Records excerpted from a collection
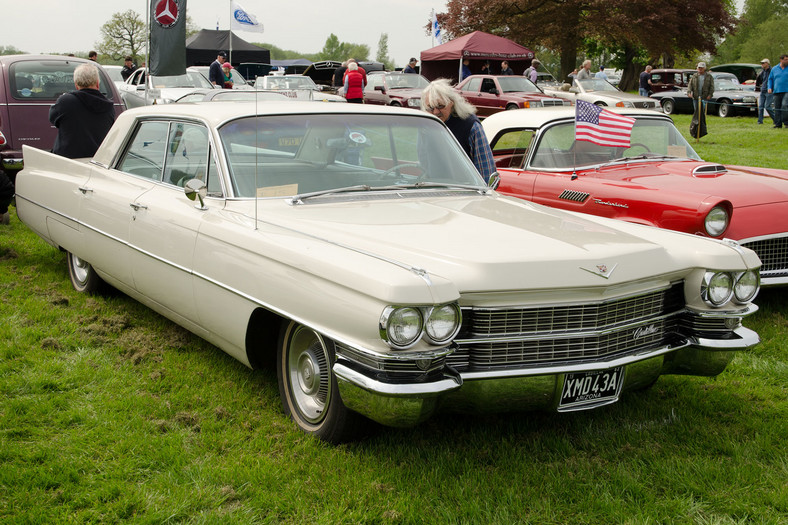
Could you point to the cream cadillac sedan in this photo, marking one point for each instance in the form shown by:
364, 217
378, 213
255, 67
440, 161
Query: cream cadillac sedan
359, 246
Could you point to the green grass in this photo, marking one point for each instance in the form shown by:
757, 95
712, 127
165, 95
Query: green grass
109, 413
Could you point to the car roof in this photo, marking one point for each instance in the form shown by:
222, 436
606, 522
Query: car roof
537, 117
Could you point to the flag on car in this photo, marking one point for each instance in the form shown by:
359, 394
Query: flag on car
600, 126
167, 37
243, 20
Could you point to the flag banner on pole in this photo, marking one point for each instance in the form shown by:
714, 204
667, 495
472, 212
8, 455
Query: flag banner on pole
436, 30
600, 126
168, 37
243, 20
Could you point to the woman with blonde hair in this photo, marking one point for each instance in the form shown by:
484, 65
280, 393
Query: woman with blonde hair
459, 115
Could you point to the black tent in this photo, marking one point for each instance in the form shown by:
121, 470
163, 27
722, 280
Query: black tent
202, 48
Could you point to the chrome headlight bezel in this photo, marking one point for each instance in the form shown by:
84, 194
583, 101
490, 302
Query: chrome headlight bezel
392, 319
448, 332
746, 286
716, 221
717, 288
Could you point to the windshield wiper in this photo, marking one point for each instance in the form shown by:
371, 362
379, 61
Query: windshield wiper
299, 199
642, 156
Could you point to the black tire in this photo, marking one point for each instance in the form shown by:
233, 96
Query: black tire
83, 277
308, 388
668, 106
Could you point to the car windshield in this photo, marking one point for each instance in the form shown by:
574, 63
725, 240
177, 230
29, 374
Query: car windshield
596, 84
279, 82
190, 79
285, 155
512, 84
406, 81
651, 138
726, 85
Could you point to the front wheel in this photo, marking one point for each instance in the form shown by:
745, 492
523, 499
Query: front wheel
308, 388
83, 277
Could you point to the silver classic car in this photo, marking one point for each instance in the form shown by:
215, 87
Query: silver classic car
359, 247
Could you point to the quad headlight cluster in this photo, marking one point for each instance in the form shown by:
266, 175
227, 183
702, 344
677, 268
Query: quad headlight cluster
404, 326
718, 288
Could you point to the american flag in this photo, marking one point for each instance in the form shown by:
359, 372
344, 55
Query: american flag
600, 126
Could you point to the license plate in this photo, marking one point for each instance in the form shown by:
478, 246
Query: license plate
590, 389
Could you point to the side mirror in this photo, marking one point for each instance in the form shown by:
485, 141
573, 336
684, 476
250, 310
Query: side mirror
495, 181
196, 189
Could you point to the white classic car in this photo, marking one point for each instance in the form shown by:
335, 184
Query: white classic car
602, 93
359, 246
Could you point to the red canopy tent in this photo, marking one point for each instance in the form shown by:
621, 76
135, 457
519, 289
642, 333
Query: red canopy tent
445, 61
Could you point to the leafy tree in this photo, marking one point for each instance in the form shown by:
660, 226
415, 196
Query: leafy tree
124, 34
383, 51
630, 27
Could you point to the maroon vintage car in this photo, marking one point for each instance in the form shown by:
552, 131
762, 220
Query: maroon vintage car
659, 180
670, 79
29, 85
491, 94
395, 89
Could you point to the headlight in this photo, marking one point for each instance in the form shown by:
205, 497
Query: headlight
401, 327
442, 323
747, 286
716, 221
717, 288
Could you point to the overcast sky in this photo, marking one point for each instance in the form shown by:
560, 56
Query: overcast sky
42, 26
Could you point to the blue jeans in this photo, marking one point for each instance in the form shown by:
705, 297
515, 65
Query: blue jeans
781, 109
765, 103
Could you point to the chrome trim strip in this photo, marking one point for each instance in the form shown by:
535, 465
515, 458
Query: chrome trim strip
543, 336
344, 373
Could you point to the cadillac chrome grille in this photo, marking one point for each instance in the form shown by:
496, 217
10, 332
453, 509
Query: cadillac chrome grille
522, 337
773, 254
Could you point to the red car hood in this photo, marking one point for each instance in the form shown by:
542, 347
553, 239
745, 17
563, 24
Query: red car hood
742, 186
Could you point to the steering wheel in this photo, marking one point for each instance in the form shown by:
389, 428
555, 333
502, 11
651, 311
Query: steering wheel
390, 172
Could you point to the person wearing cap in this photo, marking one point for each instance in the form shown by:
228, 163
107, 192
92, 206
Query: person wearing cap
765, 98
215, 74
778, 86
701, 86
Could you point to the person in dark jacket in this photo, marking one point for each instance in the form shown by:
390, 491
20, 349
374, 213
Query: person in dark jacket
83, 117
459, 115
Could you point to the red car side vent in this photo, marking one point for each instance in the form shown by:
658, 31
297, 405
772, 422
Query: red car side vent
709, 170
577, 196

Given problem
Rewrite all of the records above as a numbered list with one line per item, skipping blank lines and leaving out the pictures.

Reply
1. Could you point to the cream cadillac sedan in this photo, marking one point for each instance in the form shown by:
2. 364, 217
3. 378, 213
4. 255, 67
5. 440, 161
6. Query: cream cadillac sedan
7. 359, 246
8. Could you point to the green grass in this photo, marking one point for each instance in the form shown by:
9. 757, 95
10. 712, 127
11. 165, 95
12. Query: green grass
13. 109, 413
14. Could you point to the car roof in this photo, marking one point for each instance in the form shown by:
15. 222, 436
16. 606, 522
17. Query: car roof
18. 537, 117
19. Could you point to the flag on car in this photo, marking one point for each instance in the form shown by:
20. 359, 394
21. Query: flag on car
22. 600, 126
23. 167, 37
24. 243, 20
25. Could you point to the flag banner on pole in this photo, marking one point for each instance in the form shown by:
26. 714, 204
27. 667, 495
28. 472, 212
29. 8, 455
30. Query: flag banner on pole
31. 436, 30
32. 600, 126
33. 168, 37
34. 243, 20
35. Could you point to the woman with blonde hair in this photo, marking one point for each instance in the form shown by:
36. 484, 65
37. 280, 393
38. Query: woman with blonde hair
39. 459, 115
40. Could you point to the black tent in this photo, marking one point for each instance in the form shown by:
41. 121, 470
42. 163, 27
43. 722, 280
44. Query: black tent
45. 202, 48
46. Could you point to the chrome headlight bezel in this photo, marking one point for each instance in the form shown by:
47. 84, 194
48. 583, 101
49. 490, 302
50. Query: chrome headlight bezel
51. 392, 319
52. 448, 332
53. 746, 286
54. 716, 221
55. 717, 288
56. Could you point to the windshield wiper in this photo, marking one point for each instance in the form shown by:
57. 371, 362
58. 379, 61
59. Query: windshield wiper
60. 299, 199
61. 642, 156
62. Could you point to the black tire in this photo, marking one point for each instance in the form shown by:
63. 233, 96
64. Query: black tire
65. 83, 277
66. 308, 388
67. 668, 106
68. Could you point to the car windshield in this photo, marking one point for each instance in the form shown by:
69. 574, 63
70. 725, 240
71. 177, 230
72. 29, 374
73. Query: car windshield
74. 596, 84
75. 279, 82
76. 190, 79
77. 285, 155
78. 512, 84
79. 406, 81
80. 651, 138
81. 726, 85
82. Could you point to the front wheel in this photo, marking one point for each instance in the form shown by:
83. 745, 492
84. 523, 499
85. Query: front wheel
86. 308, 388
87. 83, 277
88. Could you point to the silver classic car in this photo, marking one point for each instance in the form shown by:
89. 215, 87
90. Query: silver classic car
91. 359, 247
92. Could you point to the quad headlight cluster in this photo, marking one point for each instance in the form shown by:
93. 266, 175
94. 227, 183
95. 702, 344
96. 677, 268
97. Query: quad headlight cluster
98. 404, 326
99. 718, 288
100. Could you point to the american flag in this photo, marking one point for each instance in the form shown by:
101. 359, 372
102. 344, 55
103. Query: american flag
104. 600, 126
105. Could you point to the license plate in this photo, marking one point for each instance in the form shown by:
106. 478, 246
107. Query: license plate
108. 590, 389
109. Could you point to the side mirror in this photo, marking one point for each instance in the form shown by:
110. 485, 141
111. 573, 336
112. 684, 476
113. 250, 310
114. Query: side mirror
115. 495, 181
116. 196, 189
117. Could you point to the white classic car in this photo, marking one point for each instance in the form shown by:
118. 335, 184
119. Query: white classic car
120. 602, 93
121. 359, 246
122. Could you point to the red canopy tent in this photo, marking one point for each instance in the form shown by:
123. 621, 76
124. 135, 457
125. 519, 289
126. 642, 333
127. Query: red canopy tent
128. 445, 61
129. Could you point to the leafy tree in this photo, marking one point for each instance in the form shown by:
130. 660, 226
131. 415, 196
132. Query: leafy tree
133. 124, 34
134. 383, 51
135. 630, 27
136. Could you point to the maroon vintage car in this photo, marking one point for each instance in the form shown by:
137. 552, 131
138. 762, 220
139. Query: maroon vintage car
140. 659, 180
141. 670, 79
142. 29, 85
143. 491, 94
144. 395, 89
145. Could you point to the headlight in this photo, marking one point for each instance in the form shown by:
146. 205, 497
147. Query: headlight
148. 401, 327
149. 442, 323
150. 747, 286
151. 716, 221
152. 717, 288
153. Could you point to the overcast sky in this photo, marking one point for each instance in the form shown by:
154. 560, 56
155. Query: overcast sky
156. 42, 26
157. Could you point to the blue jeans in this photo, marking one point for each instance in the form shown by:
158. 705, 297
159. 515, 65
160. Query: blue jeans
161. 781, 109
162. 765, 103
163. Could you point to the chrome trim strip in this photo, marking one point for each instance in the form shown by:
164. 535, 465
165. 515, 458
166. Query: chrome trim strip
167. 543, 336
168. 344, 373
169. Could you point to the cadillac chrome grille in this photo, marking one point for each instance in the form shown by:
170. 496, 217
171. 10, 332
172. 453, 509
173. Query: cadillac chrome grille
174. 522, 337
175. 773, 254
176. Could you point to the red car hood in this photo, marking one point for each instance in the form shown by:
177. 542, 347
178. 553, 239
179. 745, 17
180. 563, 24
181. Query: red car hood
182. 742, 186
183. Could you point to the steering wheel in this photo, marking one point for each instance in the form shown by:
184. 389, 428
185. 555, 333
186. 502, 11
187. 651, 311
188. Query: steering wheel
189. 390, 172
190. Could you point to the person wearing cap in this photo, marking one point for each instance in the form shown by:
191. 228, 163
192. 107, 192
193. 92, 206
194. Query: person wearing cap
195. 765, 98
196. 215, 74
197. 778, 86
198. 701, 86
199. Could you point to the person in dark jacket in this photo, marking one point for each instance in the form shown by:
200. 390, 491
201. 20, 349
202. 374, 213
203. Query: person in dark jacket
204. 83, 117
205. 459, 115
206. Could you point to the red car side vent in this photo, marking one point for each instance in the form shown by:
207. 658, 31
208. 297, 405
209. 772, 422
210. Query: red car side vent
211. 709, 170
212. 577, 196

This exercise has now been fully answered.